◆ **Tugas yang Diminta**:
1. Salin bagian teks tentang tradisi shalawat di Kalimantan, mulai dari "Baca juga: Bagaimana" dan berlanjut hingga "bacalah shalawat sebanyak-banyaknya.".
2. Lanjutkan teks tentang tradisi shalawat di Kalimantan setelah kalimat terakhir yang tercantum.

◆ **Teks yang Diberikan**:
▬▬▬▬▬▬

Shalawat uhudiyah sangat terkenal di Jawa Timur. Selain berisi shalawat untuk Nabi Muhammad, shalawat ini juga sebagai pengingat terhadap jalan suci para pejuang Islam di Uhud pada masa silam
Salah satu kultur keislaman yang ada di Kalimantan, termasuk tempat kelahiran saya di Kotawaringin Timur, adalah kegemaran mengucapkan shalawat nabi dalam kondisi apa pun. Termasuk, dalam situasi kesusahan, baik kesusahan yang relatif remeh temeh, maupun yang benar-benar getir.
Baca juga: Bagaimana Cara Membuktikan Cinta Kepada Nabi? Ini Beberapa Caranya
Saya dan mungkin sebagian besar umat muslim di Kalimantan, diajari oleh orang tua untuk meniup luka berdarah di kaki karena terjatuh seraya membaca shalawat. Kami juga diajarkan menyapu kulit kemerahan yang baru terciprat minyak panas dari wajan dengan sedikit ludah senyampang membaca shalawat. Bahkan kami diajarkan, kalau terkena segala macam ketidakberuntungan, semisal lupa mengerjakan PR atau tiba-tiba ban kempes di tengah jalan sepi yang diapit rimba semak belukar, bacalah shalawat sebanyak-banyaknya.
Kami diajarkan redaksi shalawat yang paling pendek hingga shalawat yang dikombinasikan dengan syair-syair ritmis pujian pada Allahu SWT serta doa-doa. Bahkan shalawat yang cukup panjang bisa dibukukan . Bagi mereka yang paham, eksistensi shalawat ini dilegalisasi melalui banyak riwayat tentang balasan minimal sepuluh kali kebaikan untuk tiap satu shalawat yang diucapkan.
Khasiat itu jadi memiliki kekuatan tatkala disisipi pujian, kerap berupa asmaul husna, dan doa-doa yang merupakan persaksian kefanaan manusia. Sementara bagi mereka yang malas menelisik matan, bisa jadi, kegemaran shalawat ini dianggap laku bid’ah.
Baca juga: Keutamaan Menulis Shalawat
Kedekatan orang Kalimantan dengan shalawat tidak bisa dipisahkan dari metode dakwah yang diterapkan para ulama di pulau Borneo tersebut. Sebagai contoh, apa yang didengungkan Al-Maghfurlah Tuan Guru Muhammad Zaini Abdul Ghani dari Sekumpul. Dalam banyak ceramah, apa pun topik sentralnya, Guru Sekumpul, begitu dia biasa disapa, kerap menyisipkan pesan tentang pentingnya bershalawat, agar nur atau cahaya Nabi Muhammad makin cerah menyinari dirinya.
Terlebih, Guru Sekumpul yang haulnya menjadi magnet tersendiri di Kalimantan Selatan itu, juga senang menyenandungkan sholawat dengan suara merdu. Kebiasaan Guru Sekumpul itu dilanjutkan para penerusnya, antara lain, Al-Maghfurlah Tuan Guru Ahmad Zuhdiannor Banjarmasin, Guru Udin (KH Zhofaruddin) Samarinda, hingga yang relatif masih muda dan pandai membaca Al-Quran Guru Mahmud Syarkani Balikpapan.

▬▬▬▬▬▬

◆ **Cuplikan Data**:
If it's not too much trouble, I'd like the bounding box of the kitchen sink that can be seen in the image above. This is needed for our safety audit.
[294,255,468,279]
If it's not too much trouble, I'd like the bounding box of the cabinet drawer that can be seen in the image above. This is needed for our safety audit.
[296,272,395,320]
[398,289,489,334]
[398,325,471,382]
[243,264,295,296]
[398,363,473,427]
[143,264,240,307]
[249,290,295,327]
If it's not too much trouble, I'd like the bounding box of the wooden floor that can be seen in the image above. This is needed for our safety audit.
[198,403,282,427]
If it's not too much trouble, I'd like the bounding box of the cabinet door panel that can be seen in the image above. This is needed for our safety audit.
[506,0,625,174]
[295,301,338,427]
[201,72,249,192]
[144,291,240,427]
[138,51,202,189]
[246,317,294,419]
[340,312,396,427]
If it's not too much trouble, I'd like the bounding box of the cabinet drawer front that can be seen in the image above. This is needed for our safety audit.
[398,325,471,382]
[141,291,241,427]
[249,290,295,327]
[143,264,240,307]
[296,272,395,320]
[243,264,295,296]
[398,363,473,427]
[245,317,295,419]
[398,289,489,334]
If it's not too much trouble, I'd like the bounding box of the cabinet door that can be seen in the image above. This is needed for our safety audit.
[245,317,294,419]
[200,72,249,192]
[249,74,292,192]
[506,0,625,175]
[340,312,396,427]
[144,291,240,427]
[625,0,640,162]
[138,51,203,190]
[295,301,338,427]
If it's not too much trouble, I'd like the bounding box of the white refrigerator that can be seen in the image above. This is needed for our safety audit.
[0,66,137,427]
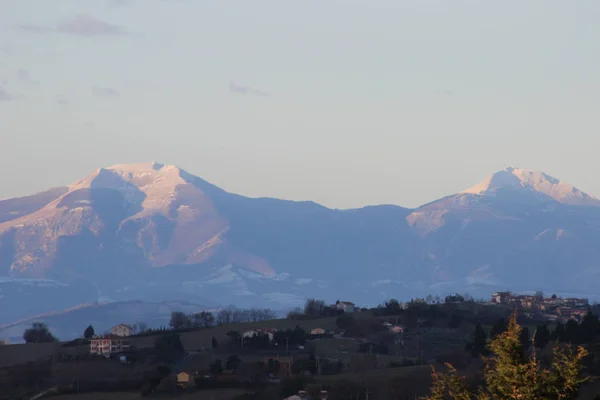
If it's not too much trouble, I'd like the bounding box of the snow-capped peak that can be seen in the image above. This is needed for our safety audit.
[460,167,600,206]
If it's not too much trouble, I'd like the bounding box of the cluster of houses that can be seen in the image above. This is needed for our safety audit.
[90,324,135,357]
[492,292,589,323]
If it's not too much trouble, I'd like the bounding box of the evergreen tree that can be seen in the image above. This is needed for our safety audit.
[23,322,58,343]
[471,322,487,357]
[490,318,507,339]
[519,327,531,351]
[426,315,587,400]
[533,324,550,350]
[550,322,565,342]
[83,325,96,339]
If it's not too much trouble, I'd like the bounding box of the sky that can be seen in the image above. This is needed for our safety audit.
[0,0,600,208]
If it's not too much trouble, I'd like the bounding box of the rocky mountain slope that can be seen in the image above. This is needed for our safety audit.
[0,163,600,324]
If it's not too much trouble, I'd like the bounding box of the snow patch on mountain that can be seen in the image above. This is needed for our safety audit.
[460,167,600,206]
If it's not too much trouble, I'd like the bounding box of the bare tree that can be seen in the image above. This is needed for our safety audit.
[169,311,192,329]
[304,299,325,317]
[217,309,233,325]
[191,311,215,328]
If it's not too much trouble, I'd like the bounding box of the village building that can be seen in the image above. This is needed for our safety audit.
[335,301,356,314]
[110,324,134,337]
[90,335,131,357]
[177,371,195,388]
[310,328,326,335]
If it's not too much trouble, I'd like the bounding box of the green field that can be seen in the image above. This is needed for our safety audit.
[49,389,246,400]
[131,316,350,351]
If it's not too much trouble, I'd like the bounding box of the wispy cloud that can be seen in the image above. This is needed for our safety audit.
[94,88,121,97]
[56,94,69,106]
[17,23,53,33]
[16,68,40,85]
[229,82,271,97]
[108,0,131,7]
[0,86,17,101]
[17,14,126,36]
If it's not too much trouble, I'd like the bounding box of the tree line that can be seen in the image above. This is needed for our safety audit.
[169,308,276,330]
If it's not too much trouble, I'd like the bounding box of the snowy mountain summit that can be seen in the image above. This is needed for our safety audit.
[460,167,600,206]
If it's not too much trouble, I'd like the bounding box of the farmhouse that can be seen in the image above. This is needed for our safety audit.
[90,335,131,357]
[110,324,134,337]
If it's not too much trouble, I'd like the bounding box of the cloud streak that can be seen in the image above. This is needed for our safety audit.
[56,94,69,106]
[229,82,271,97]
[16,68,40,85]
[94,88,121,97]
[17,14,126,37]
[0,86,17,101]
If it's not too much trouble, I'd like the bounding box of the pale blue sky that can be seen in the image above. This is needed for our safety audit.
[0,0,600,208]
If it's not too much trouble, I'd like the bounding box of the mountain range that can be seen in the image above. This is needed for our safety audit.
[0,163,600,334]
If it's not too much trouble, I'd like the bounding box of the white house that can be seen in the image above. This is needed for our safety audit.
[110,324,134,337]
[335,301,356,314]
[242,329,274,341]
[90,335,131,357]
[389,325,404,333]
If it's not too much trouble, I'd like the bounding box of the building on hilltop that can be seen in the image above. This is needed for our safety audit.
[492,292,512,304]
[335,301,356,314]
[110,324,134,337]
[90,335,131,357]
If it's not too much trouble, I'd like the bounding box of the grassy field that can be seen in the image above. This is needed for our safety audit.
[50,389,246,400]
[131,317,346,351]
[0,343,60,368]
[316,365,431,383]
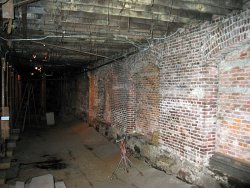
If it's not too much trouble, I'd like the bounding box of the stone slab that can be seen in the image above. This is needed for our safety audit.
[29,174,55,188]
[7,140,16,148]
[0,158,11,170]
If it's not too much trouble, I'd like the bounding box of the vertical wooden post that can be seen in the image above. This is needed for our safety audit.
[41,76,46,114]
[88,72,95,123]
[1,58,5,107]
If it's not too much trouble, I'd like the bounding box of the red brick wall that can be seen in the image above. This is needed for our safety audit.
[89,12,250,165]
[216,46,250,162]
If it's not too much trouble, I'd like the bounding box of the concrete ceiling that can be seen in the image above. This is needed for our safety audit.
[0,0,245,66]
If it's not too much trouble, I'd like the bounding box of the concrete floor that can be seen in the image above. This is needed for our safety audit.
[8,121,192,188]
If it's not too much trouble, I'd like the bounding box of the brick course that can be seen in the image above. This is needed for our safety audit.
[66,10,250,166]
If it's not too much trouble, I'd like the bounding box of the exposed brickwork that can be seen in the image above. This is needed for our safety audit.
[85,11,249,166]
[216,46,250,162]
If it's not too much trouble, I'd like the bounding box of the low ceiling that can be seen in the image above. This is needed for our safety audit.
[0,0,245,70]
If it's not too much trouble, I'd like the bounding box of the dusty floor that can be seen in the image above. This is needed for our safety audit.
[8,121,191,188]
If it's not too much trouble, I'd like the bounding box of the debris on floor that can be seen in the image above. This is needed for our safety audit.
[4,174,66,188]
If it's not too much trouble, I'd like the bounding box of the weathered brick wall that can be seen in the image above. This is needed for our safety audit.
[216,45,250,162]
[89,11,249,166]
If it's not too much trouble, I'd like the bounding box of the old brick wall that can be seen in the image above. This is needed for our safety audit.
[92,11,249,166]
[216,45,250,162]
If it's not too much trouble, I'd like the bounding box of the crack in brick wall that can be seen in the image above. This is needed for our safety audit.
[216,47,250,162]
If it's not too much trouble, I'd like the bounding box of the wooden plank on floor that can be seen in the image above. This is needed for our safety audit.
[29,174,55,188]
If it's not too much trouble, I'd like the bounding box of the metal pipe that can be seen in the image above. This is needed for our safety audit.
[33,41,114,60]
[0,35,97,42]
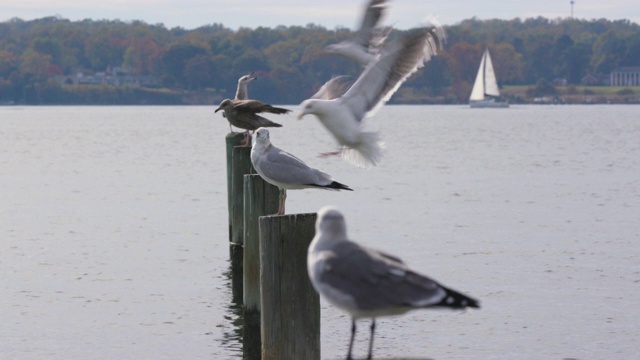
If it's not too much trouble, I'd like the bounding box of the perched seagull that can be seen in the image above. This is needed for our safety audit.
[215,99,291,135]
[324,0,390,66]
[307,206,480,360]
[298,21,444,167]
[251,129,353,215]
[236,71,258,100]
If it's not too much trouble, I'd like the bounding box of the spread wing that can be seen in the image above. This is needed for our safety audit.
[311,75,353,100]
[341,26,444,120]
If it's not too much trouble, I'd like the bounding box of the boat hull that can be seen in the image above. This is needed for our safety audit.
[469,99,509,108]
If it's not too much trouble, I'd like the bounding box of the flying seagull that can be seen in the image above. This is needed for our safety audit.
[251,129,353,215]
[215,99,291,132]
[298,21,444,167]
[307,206,480,360]
[236,71,258,100]
[324,0,391,66]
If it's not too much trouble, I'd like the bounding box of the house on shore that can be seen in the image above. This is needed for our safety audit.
[609,66,640,86]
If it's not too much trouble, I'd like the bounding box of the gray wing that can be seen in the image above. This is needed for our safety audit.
[321,241,446,310]
[353,0,387,49]
[225,109,282,131]
[342,26,444,120]
[233,100,291,114]
[259,145,331,185]
[311,75,353,100]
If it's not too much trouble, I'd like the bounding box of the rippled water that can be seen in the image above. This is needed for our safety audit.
[0,106,640,359]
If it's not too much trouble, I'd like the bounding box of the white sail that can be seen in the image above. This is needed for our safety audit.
[469,49,509,108]
[484,49,500,96]
[469,50,486,101]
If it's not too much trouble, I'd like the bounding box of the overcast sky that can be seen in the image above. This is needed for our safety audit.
[0,0,640,29]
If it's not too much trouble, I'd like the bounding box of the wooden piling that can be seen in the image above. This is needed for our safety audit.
[259,214,320,360]
[225,132,245,242]
[227,133,255,302]
[242,174,278,360]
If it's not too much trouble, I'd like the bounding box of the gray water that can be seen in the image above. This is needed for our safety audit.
[0,106,640,359]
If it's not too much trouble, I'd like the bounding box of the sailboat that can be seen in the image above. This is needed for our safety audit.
[469,49,509,108]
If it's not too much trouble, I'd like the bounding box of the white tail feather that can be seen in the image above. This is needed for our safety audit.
[342,132,384,168]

▬▬▬▬▬▬

◆ **Jawaban Latihan Ini**:
1.
Baca juga: Bagaimana Cara Membuktikan Cinta Kepada Nabi? Ini Beberapa Caranya
Saya dan mungkin sebagian besar umat muslim di Kalimantan, diajari oleh orang tua untuk meniup luka berdarah di kaki karena terjatuh seraya membaca shalawat. Kami juga diajarkan menyapu kulit kemerahan yang baru terciprat minyak panas dari wajan dengan sedikit ludah senyampang membaca shalawat. Bahkan kami diajarkan, kalau terkena segala macam ketidakberuntungan, semisal lupa mengerjakan PR atau tiba-tiba ban kempes di tengah jalan sepi yang diapit rimba semak belukar, bacalah shalawat sebanyak-banyaknya.

2.
Pada 2001, saya pindah ke pulau Jawa dan mendapatkan fakta bahwa sholawat juga kental menghiasi kehidupan umat muslim di sini. Tidak hanya terlihat jelas dari banyaknya massa pecinta Habib Syech alias Syechermania yang gemar menggemakan sholawat. Lebih dari itu, di pulau ini juga lahir banyak syair sholawat populer hasil gubahan para ulama. Di antaranya, Shalawat Uhudiyah.
Shalawat Uhudiyah memiliki tempat tersendiri di hati saya, karena penulisnya adalah Al-Maghfurlah KH Adnan Syarif, pengasuh Pondok Pesantren Kyai Syarifuddin Wonorejo, Lumajang sekaligus Rektor Institut Agama Islam Syarifuddin Lumajang. Sementara saya, hingga saat ini tercatat sebagai dosen Fakultas Dakwah dan Komunikasi Islam di kampus tersebut.
Pada Senin 23 November 2020 lalu, Kiai Adnan Syarif kembali ke sisi Allah SWT. Selain ilmu yang sudah disebarkan, bagi para santri, orang-orang di sekitar, serta mereka yang pernah menyesap manfaat dari petuah-petuah Kiai Adnan, Shalawat Uhudiyah adalah warisan berharga.
Shalawat Uhudiyah memiliki tak kurang dari sebelas bait. Yang tiap bait berisi empat baris. Selain berisi pujian pada Allah SWT dan shalawat untuk Nabi Muhammad, shalawat ini juga sebagai pengingat terhadap jalan suci para pejuang Islam di Uhud pada masa silam, syair-syair di dalamnya bertabur doa.
Yang kebanyakan berupa lantunan permohonan pertolongan dari hamba pada Sang Khalik. Permohonan agar dimudahkan dalam beribadah dan diberi kekuatan berjuang di jalan agama. Permohonan ampunan, rahmat, perlindungan, dan keselamatan dunia akhirat.
Baca juga: Bolehkah Shalawat Kepada Selain Nabi?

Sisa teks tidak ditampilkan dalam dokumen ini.